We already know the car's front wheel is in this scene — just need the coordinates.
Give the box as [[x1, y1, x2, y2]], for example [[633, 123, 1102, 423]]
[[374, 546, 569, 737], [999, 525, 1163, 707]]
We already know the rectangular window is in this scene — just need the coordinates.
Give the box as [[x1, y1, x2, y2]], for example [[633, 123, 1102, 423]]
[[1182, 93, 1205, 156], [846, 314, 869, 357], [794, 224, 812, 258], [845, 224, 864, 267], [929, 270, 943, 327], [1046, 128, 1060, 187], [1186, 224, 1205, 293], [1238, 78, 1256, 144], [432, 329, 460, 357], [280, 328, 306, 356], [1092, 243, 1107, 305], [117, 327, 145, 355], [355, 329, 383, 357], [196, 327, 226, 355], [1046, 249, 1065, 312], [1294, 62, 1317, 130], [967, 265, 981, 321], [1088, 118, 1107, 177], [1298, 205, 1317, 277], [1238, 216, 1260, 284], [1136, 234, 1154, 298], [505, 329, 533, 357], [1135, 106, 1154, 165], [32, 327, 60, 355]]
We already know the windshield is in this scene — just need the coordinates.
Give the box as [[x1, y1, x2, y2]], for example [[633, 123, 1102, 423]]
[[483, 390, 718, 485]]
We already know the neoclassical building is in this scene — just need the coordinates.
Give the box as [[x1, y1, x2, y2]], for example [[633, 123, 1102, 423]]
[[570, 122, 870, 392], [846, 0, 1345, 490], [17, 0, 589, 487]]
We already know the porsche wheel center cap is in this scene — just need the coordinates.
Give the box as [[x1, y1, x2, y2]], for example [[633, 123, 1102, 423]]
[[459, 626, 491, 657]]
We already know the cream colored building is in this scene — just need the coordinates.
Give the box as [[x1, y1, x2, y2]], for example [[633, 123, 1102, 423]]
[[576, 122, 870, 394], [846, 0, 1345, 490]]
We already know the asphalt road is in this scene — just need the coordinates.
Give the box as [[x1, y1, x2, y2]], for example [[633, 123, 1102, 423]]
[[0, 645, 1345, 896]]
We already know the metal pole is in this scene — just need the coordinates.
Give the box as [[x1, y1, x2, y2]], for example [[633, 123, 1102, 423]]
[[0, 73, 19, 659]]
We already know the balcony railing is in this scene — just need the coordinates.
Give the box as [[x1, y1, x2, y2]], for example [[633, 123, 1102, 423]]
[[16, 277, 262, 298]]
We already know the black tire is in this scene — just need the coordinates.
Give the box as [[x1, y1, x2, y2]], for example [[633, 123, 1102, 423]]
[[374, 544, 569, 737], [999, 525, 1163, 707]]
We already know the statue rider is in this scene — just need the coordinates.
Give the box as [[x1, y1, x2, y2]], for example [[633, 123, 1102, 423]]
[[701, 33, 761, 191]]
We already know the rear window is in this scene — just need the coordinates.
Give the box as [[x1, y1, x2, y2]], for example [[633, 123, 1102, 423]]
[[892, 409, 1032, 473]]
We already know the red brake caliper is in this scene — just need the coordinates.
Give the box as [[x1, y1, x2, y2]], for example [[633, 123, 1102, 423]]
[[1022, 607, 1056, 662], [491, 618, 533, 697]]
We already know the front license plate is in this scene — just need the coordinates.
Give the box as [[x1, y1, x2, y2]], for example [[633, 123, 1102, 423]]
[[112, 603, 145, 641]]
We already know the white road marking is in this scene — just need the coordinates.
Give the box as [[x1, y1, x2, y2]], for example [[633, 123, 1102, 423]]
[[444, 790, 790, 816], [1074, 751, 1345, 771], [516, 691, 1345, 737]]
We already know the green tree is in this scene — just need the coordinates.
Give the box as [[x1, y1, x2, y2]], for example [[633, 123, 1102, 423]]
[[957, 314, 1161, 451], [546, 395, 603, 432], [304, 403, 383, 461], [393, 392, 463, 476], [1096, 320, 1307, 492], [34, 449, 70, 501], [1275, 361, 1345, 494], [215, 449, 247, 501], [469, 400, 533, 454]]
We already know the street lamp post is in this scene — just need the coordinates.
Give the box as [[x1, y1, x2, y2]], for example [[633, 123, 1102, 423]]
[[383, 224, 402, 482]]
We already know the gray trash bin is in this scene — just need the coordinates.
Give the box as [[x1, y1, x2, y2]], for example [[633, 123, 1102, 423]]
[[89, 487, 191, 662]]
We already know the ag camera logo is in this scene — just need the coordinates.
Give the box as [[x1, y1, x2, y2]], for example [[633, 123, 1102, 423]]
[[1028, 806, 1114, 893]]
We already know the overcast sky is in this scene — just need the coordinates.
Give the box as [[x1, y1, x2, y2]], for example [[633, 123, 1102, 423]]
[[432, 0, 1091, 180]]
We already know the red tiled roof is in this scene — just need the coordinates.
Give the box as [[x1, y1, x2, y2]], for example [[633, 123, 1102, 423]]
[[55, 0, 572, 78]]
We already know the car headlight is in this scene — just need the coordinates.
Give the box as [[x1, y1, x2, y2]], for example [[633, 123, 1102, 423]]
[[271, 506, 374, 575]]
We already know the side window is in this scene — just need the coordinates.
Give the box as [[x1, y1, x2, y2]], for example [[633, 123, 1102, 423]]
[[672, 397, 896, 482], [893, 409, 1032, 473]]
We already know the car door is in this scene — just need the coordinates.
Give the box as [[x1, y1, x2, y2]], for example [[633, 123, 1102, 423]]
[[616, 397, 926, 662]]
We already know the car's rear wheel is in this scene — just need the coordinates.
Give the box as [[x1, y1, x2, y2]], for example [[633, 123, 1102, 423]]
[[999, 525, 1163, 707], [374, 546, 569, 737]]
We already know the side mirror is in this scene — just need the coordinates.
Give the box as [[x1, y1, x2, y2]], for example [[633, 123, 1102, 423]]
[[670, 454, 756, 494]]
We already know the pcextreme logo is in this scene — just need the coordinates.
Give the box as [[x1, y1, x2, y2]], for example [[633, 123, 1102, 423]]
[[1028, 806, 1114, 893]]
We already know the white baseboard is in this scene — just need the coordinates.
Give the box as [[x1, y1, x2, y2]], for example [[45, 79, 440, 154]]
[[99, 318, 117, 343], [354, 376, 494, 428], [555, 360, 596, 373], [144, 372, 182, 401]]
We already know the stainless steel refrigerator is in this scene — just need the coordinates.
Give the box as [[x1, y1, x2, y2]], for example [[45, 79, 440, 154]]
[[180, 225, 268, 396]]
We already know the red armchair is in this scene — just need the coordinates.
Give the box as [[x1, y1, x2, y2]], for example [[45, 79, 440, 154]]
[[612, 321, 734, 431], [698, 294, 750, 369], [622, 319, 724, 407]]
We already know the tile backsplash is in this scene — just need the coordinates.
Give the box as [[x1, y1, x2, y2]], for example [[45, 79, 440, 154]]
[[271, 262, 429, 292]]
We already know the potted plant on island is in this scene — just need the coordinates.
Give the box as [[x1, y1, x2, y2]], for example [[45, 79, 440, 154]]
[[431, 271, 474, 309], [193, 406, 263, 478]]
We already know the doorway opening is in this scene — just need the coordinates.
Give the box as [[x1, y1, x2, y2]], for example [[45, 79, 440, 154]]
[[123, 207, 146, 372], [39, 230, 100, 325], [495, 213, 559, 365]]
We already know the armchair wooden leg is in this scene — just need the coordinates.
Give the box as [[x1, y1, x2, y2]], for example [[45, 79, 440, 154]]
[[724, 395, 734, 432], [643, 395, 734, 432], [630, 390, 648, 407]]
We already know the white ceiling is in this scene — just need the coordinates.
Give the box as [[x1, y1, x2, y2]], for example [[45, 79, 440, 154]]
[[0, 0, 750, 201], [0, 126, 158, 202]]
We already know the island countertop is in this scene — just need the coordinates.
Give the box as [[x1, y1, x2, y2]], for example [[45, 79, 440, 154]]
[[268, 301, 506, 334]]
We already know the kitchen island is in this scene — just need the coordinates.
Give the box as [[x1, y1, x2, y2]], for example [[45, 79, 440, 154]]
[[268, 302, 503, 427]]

__________________________________________________

- EXERCISE DESCRIPTION:
Reproduce the listing from the line containing "We already know the street" through the line containing "[[383, 224, 402, 482]]", both included, with every character unchanged.

- SOLUTION TO THIS PROBLEM:
We already know the street lamp post is in this scene — just need the coordinates.
Give the box as [[x1, y1, x2, y2]], for example [[633, 123, 1102, 423]]
[[383, 224, 402, 482]]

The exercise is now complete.